Give back the full data character for character.

[Data provided]

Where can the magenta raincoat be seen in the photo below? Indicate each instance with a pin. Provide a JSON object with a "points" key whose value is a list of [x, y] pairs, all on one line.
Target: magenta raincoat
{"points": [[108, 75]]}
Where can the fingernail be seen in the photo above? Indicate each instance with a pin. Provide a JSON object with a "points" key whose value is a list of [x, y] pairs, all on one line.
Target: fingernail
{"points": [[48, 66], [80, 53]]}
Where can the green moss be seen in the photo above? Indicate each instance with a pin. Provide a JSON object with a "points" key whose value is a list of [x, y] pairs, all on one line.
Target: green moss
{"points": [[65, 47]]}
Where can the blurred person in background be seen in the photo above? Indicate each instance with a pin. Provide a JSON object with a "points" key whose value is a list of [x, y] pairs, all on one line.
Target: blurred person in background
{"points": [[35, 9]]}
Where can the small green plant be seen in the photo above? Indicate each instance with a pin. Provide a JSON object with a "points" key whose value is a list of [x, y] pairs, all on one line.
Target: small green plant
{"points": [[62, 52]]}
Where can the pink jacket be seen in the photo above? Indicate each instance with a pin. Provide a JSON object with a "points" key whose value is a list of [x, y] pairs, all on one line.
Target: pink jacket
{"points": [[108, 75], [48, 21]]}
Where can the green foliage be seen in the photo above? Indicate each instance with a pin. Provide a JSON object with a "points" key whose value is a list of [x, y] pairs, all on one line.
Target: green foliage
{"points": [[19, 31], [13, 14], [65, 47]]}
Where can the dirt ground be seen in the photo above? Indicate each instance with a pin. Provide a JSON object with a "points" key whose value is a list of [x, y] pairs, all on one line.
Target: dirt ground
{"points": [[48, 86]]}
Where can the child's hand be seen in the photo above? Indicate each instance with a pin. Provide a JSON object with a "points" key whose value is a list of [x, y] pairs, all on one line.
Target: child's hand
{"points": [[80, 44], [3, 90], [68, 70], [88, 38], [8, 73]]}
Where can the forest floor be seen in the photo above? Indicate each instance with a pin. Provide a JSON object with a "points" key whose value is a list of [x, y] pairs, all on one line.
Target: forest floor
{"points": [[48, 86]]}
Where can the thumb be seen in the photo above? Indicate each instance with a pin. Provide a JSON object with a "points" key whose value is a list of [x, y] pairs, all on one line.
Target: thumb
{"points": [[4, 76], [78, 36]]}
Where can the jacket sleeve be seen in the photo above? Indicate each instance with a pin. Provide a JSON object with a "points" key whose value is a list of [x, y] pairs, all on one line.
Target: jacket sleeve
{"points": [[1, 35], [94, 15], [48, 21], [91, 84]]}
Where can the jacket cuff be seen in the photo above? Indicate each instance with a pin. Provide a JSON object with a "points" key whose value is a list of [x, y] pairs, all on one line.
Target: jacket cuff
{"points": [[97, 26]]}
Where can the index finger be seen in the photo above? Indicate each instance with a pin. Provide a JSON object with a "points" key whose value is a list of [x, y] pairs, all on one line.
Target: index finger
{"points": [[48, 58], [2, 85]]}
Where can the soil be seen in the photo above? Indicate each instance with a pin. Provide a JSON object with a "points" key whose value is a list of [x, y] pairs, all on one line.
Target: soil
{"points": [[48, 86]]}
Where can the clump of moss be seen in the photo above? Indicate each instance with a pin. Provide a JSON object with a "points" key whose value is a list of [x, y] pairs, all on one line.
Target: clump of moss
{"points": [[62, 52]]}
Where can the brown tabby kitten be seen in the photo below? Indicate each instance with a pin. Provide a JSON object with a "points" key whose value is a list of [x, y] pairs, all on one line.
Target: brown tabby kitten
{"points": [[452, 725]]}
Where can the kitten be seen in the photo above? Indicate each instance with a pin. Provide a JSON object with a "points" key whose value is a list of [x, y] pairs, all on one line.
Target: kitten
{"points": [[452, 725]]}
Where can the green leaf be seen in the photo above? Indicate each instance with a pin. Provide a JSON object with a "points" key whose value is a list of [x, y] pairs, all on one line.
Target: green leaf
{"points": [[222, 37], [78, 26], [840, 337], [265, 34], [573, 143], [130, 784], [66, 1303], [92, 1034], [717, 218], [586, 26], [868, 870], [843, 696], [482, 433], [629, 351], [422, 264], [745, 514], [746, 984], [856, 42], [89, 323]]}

[/Data provided]

Answer box:
Where can the magenta raincoat be seen in the photo below? Indicate each instance with a pin. Provide a JSON object with a "points" key whose value is a list of [x, y] pairs, all on one line.
Target: magenta raincoat
{"points": [[108, 75]]}
Where can the fingernail be seen in the photo above? Indicate each instance with a pin. Provide a JSON object with a "points" key whose value is a list of [x, y] pairs, all on one line.
Target: fingernail
{"points": [[48, 66], [80, 53]]}
Where can the green moss be seen in the photo above? Indicate each instance with a pin. Provide a JSON object with a "points" key whose value is a list of [x, y] pairs, all on one line.
Target: green moss
{"points": [[65, 47]]}
Where can the blurred person in background be seen in the photo above? Indicate each instance with a pin. Provide a JSON object with a "points" key whose value is a list of [x, y] pairs, all on one line.
Target: blurred person in background
{"points": [[35, 9]]}
Where can the small green plant be seen in the photo above? Indicate each instance with a pin. Provide a JSON object with a "points" key whose value is a list of [x, y] pairs, all on one line.
Target: small green plant
{"points": [[62, 52]]}
Where can the pink jacket be seen in the photo above? Indicate each instance with a pin. Provide a JSON object with a "points" key whose value is a list of [x, y] pairs, all on one line.
Target: pink jacket
{"points": [[108, 75], [48, 21]]}
Where can the green foliage be seen in the photo above? Indicate each instance with a pin. Provide a JSON object with a "points" key whose value is a list of [x, y] pairs, all on one line.
Target: green foliage
{"points": [[19, 31], [13, 14], [65, 47]]}
Where can the dirt ground be seen in the photo above? Indicate each instance with a pin. Provide a JSON object with a "points" key whose value is a list of [x, y] pairs, all on one line.
Target: dirt ground
{"points": [[48, 86]]}
Where can the child's hand be seen in the photo above? Indicate each instance with a pin. Provide a JSON object with a "points" key whose value is a list of [x, y] pairs, all on one line.
Target: child's hand
{"points": [[80, 44], [3, 90], [68, 70], [88, 38], [8, 73]]}
Where can the forest floor be seen in the photo above? Indicate each instance with a pin. Provide a JSON object with a "points" key whose value is a list of [x, y] pairs, all on one line.
Target: forest floor
{"points": [[48, 86]]}
Where can the thumb be seen in the photo above? Indicate each instance with a pin. Provide a JSON object with a "points" key whose value is a list of [x, y] pairs, all on one line.
Target: thumb
{"points": [[4, 76], [78, 36]]}
Where can the jacket sleeve be seen in the photo above? Indicate each instance with a pin. Provide a JSON object with a "points" key whose value is a list of [x, y] pairs, all on one line.
Target: jacket sleeve
{"points": [[1, 35], [94, 15], [48, 21], [91, 84]]}
Where can the jacket cuff be seen in the photo above? Indicate each instance with a pin. Provide a JSON object with a "points" key whose value is a list of [x, y] pairs, all on one line.
Target: jacket cuff
{"points": [[97, 26]]}
Where can the index finger be seen in the photo above? Indicate each instance with a pin. Provide a JSON object with a "points" key whose value is a list of [x, y] pairs, all on one line.
Target: index finger
{"points": [[48, 58], [2, 85]]}
Where can the soil be seen in the photo above? Indicate each instance with a pin. Provide a JSON object with a "points" key whose value is a list of [x, y] pairs, all on one line.
Target: soil
{"points": [[48, 86]]}
Where can the clump of moss be seen in the photo above? Indicate each instance with a pin. Provide a JSON object with a "points" key whose value is a list of [x, y] pairs, all on one line.
Target: clump of moss
{"points": [[62, 52]]}
Where can the brown tabby kitten be seen in the photo below? Indicate each instance with a pin. Provide a JSON object with a "points" key whose value is a list of [x, y] pairs, all on one line.
Target: brown tabby kitten
{"points": [[452, 725]]}
Where can the kitten be seen in the photo above? Indicate each instance with a pin. Provide a JSON object with a "points" key whose value is a list of [x, y] pairs, all on one line.
Target: kitten
{"points": [[452, 725]]}
Where can the green leaf be seen in the photo above? Indicate each instance with a pin. Provide a JSON object with a "points" key whose value is a list of [x, y] pairs, all on one line.
Target: green leaf
{"points": [[222, 37], [78, 26], [840, 337], [265, 34], [573, 143], [130, 784], [66, 1303], [92, 1034], [717, 218], [586, 26], [868, 870], [843, 696], [482, 433], [629, 351], [422, 264], [745, 514], [746, 984], [856, 42], [89, 323]]}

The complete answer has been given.